## Material provided
** START **
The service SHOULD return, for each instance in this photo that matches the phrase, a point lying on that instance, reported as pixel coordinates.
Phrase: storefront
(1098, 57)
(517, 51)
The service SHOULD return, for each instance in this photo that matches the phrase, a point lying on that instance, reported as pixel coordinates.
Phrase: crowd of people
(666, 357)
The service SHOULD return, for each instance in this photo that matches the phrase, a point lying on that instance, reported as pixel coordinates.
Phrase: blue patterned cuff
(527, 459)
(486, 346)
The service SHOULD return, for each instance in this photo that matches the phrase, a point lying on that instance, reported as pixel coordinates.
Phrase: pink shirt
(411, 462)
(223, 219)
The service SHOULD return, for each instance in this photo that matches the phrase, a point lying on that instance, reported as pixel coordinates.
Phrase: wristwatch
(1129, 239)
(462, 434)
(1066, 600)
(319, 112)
** END **
** START **
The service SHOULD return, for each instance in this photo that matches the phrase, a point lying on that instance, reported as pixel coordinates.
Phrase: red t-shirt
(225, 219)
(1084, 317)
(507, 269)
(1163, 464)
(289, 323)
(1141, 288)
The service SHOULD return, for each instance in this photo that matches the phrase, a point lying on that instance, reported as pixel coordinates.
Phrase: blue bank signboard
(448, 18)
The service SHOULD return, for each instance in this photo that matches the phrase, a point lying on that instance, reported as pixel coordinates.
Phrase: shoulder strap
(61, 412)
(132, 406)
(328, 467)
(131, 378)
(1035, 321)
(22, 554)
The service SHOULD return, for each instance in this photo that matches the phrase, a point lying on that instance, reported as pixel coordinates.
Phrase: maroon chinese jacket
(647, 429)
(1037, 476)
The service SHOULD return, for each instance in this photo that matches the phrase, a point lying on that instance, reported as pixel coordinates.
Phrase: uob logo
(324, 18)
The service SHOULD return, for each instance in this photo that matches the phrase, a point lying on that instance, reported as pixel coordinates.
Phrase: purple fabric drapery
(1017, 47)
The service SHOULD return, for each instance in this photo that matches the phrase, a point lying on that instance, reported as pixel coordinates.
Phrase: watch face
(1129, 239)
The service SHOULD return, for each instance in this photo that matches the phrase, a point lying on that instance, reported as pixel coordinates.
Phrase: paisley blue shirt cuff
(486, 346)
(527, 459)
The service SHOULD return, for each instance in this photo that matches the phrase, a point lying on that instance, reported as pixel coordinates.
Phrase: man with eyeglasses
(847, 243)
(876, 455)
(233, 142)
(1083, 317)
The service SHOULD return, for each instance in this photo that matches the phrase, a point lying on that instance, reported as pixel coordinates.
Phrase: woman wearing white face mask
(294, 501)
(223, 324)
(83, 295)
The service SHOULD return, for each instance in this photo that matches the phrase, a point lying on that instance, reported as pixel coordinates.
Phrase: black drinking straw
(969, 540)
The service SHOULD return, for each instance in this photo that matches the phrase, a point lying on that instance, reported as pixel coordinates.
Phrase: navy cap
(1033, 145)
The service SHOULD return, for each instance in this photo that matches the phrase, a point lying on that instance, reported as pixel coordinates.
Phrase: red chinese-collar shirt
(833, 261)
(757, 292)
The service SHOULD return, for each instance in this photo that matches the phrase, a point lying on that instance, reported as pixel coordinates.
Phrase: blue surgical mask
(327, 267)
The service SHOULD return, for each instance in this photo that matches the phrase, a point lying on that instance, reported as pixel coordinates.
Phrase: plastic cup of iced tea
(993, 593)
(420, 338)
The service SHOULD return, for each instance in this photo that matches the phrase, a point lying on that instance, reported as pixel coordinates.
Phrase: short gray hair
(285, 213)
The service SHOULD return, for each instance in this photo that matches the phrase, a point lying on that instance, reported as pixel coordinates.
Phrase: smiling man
** END **
## Your objective
Extract every line in the entries above that contains the string "shirt", matching case. Copy each such line unchanged.

## Final result
Phrase: pink shirt
Phrase: red t-shirt
Phrase: paisley blue shirt cuff
Phrase: red chinese-collar shirt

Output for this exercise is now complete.